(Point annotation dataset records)
----
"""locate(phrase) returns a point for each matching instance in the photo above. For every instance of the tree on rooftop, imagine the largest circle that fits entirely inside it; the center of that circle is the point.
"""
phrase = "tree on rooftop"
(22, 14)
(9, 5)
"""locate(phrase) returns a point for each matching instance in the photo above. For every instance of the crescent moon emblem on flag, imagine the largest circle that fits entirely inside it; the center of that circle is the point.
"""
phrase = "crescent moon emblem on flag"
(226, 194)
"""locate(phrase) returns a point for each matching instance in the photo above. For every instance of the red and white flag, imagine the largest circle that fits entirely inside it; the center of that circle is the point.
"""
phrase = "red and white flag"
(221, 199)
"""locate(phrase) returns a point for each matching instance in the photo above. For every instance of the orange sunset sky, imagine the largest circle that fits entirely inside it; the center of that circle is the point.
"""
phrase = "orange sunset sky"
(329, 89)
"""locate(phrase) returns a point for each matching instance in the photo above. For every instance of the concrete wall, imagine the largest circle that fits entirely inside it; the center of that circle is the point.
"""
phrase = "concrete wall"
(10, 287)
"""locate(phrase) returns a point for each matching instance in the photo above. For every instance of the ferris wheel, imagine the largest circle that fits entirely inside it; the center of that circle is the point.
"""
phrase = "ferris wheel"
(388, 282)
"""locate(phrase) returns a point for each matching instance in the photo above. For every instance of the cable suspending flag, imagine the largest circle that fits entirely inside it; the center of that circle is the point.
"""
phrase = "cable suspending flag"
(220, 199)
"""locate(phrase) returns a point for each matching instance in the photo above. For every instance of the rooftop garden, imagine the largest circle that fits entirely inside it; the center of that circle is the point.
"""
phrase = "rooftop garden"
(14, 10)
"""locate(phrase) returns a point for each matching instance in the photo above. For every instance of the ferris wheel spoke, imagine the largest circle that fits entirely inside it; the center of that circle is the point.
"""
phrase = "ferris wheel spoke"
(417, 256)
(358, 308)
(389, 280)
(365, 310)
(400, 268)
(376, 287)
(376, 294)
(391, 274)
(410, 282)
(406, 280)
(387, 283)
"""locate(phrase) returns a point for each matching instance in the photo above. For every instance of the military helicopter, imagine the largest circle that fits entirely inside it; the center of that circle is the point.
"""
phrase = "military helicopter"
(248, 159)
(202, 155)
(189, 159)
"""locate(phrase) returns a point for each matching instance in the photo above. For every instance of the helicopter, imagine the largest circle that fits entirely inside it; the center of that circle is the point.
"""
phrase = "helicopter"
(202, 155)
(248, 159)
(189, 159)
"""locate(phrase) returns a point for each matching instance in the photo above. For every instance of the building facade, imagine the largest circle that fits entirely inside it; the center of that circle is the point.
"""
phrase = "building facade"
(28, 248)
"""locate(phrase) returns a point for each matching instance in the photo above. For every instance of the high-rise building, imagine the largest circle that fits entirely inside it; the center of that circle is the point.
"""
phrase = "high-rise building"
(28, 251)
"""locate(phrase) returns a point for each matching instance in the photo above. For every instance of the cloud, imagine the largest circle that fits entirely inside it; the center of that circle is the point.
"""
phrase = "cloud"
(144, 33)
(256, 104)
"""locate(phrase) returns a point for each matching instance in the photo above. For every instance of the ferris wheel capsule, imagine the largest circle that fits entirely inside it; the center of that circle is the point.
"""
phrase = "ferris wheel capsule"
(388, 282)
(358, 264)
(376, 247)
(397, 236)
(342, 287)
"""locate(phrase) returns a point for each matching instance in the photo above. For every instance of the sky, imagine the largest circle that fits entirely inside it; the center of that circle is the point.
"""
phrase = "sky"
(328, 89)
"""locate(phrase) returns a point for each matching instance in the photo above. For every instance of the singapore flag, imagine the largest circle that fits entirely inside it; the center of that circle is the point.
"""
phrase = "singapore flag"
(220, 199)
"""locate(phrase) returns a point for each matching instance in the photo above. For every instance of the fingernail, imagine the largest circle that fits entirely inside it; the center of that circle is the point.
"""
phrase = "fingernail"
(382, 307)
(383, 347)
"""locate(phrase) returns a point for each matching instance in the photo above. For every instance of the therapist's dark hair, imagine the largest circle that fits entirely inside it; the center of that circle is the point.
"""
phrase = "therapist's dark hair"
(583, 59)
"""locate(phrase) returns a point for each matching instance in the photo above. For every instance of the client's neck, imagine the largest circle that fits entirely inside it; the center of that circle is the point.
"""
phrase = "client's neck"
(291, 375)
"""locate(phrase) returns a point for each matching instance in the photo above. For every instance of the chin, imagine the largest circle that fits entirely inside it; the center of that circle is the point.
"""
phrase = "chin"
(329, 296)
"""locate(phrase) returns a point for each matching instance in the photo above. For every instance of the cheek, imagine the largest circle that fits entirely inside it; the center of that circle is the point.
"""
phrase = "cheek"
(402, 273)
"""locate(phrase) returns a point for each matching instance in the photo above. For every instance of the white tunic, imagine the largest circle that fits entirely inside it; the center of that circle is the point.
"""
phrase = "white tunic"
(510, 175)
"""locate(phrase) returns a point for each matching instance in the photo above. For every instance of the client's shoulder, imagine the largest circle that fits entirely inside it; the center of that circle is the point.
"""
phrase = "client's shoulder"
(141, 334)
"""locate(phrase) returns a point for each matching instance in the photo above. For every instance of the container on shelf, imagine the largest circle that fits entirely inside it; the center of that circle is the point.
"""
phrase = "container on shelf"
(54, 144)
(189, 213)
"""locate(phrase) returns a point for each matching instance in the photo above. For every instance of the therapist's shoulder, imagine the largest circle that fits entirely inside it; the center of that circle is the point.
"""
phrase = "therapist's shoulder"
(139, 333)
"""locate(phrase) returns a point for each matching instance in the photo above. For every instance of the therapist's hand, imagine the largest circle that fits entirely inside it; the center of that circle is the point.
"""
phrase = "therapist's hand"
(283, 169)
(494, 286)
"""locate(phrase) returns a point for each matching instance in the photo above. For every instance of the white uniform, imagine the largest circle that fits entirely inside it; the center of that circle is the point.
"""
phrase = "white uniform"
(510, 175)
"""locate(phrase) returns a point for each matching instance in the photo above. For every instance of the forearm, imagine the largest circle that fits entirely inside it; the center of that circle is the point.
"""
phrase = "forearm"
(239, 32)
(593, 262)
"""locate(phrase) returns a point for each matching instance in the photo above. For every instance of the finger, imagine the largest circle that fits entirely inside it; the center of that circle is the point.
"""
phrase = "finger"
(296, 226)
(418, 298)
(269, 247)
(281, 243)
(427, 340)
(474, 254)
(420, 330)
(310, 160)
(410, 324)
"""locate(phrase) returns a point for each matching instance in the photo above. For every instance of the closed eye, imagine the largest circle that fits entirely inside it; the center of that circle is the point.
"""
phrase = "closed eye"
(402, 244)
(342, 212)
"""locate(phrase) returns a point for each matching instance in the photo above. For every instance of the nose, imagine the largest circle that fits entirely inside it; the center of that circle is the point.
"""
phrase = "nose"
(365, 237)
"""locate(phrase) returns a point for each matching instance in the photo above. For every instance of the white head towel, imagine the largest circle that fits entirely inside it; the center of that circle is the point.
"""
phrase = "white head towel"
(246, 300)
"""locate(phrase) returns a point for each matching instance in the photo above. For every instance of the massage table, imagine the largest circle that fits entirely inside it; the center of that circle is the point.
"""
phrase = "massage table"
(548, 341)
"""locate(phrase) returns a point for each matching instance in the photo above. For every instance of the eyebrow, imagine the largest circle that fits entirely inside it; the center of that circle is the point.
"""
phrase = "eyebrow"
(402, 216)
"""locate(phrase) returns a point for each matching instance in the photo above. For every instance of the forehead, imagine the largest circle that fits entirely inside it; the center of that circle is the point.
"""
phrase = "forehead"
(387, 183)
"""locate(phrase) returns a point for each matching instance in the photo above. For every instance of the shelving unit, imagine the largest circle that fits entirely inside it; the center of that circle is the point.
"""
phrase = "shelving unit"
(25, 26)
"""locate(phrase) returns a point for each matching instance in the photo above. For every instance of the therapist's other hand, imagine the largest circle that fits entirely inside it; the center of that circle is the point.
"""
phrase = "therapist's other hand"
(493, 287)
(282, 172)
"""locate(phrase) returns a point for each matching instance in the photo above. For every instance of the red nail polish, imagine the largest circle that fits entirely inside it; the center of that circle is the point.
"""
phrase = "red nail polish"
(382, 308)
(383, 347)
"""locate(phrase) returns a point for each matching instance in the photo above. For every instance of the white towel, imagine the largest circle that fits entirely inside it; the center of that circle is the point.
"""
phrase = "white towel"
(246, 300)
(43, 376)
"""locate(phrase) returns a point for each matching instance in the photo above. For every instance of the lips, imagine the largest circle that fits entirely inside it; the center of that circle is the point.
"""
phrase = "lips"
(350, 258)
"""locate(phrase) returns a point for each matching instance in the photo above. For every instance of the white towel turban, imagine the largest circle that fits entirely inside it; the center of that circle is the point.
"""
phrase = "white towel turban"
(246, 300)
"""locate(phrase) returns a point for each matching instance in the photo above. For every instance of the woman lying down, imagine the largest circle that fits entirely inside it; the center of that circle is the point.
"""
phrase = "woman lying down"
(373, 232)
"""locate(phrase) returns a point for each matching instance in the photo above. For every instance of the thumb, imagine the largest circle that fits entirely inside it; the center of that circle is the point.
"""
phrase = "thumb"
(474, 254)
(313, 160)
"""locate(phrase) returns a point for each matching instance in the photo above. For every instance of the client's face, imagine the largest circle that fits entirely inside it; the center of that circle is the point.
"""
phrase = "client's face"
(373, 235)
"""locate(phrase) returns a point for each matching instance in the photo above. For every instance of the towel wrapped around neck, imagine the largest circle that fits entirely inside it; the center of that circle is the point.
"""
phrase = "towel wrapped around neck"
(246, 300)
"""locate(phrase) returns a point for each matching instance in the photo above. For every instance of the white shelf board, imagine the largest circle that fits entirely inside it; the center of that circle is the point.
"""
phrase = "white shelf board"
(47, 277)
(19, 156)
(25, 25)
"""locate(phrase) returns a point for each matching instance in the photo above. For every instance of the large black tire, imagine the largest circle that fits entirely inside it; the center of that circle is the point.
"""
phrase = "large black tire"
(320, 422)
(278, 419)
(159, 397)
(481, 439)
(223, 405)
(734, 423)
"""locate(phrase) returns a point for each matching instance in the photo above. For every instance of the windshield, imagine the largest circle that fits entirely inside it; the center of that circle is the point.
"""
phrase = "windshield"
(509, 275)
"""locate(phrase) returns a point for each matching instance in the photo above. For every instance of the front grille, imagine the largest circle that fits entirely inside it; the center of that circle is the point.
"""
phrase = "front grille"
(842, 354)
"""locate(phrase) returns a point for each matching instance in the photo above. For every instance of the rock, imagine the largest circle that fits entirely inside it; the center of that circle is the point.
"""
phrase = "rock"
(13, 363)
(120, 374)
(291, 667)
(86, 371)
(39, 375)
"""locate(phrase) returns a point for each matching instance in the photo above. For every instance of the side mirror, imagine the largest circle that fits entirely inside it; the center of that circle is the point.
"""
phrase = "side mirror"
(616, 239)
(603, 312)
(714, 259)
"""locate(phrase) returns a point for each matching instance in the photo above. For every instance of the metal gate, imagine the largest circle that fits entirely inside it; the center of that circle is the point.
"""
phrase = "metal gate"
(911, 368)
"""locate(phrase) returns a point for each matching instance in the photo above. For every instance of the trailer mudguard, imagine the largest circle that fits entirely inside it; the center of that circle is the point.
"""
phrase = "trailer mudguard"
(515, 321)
----
● **TO BE DONE**
In the records above, return only the line that contains "the white shelf" and every line after it through the last, exactly as they appear.

● **THE RESPONSE**
"""locate(phrase) returns a point for each matching instance in the photo above. For every instance of the white shelf board, imagine the largest circle that fits entirely inside it; the center of that circle is the point.
"""
phrase = "white shelf board"
(47, 277)
(19, 156)
(25, 25)
"""locate(phrase) returns a point for each matching instance in the photo above. For every instance of the large black tire, imagine the largest circle that fits entirely inside it; the center of that circle is the point.
"""
phrase = "large black tire"
(320, 422)
(278, 419)
(159, 397)
(481, 439)
(223, 405)
(734, 423)
"""locate(phrase) returns a point for each matching instance in the photo above. For every instance of the windshield, imagine the largest circle that fits entirely inside it; the center of that circle is the point.
"""
phrase = "windshield"
(509, 275)
"""locate(phrase) returns a point for each matching instance in the photo above. For every instance of the front grille, imagine the largest circle that fits entirely inside it; the center of that circle is the point.
"""
phrase = "front grille"
(842, 354)
"""locate(phrase) returns a point for each matching instance in the photo above. For every instance of the rock, imagine the largest circle that fits entirely inside it; the center of that circle is the point.
"""
phrase = "rock"
(13, 363)
(120, 374)
(291, 667)
(86, 371)
(39, 375)
"""locate(phrase) returns a point for each matching instance in the photo above. For every instance of the side mirror, imagine the largest circle that fits entirely inside it; the center of that circle is the point.
"""
phrase = "side mirror"
(616, 239)
(603, 312)
(714, 259)
"""locate(phrase) returns a point for each matching instance in the photo above. For every instance of the metal gate, imagine the largest circle that fits entirely inside it; the center of that circle is the point.
"""
phrase = "metal gate"
(911, 368)
"""locate(phrase) returns a point for each matching instance in the photo above. For every instance of the trailer mudguard, imagine the largest circle that fits entirely inside it; the center of that circle is the point.
"""
phrase = "trailer mudguard"
(515, 321)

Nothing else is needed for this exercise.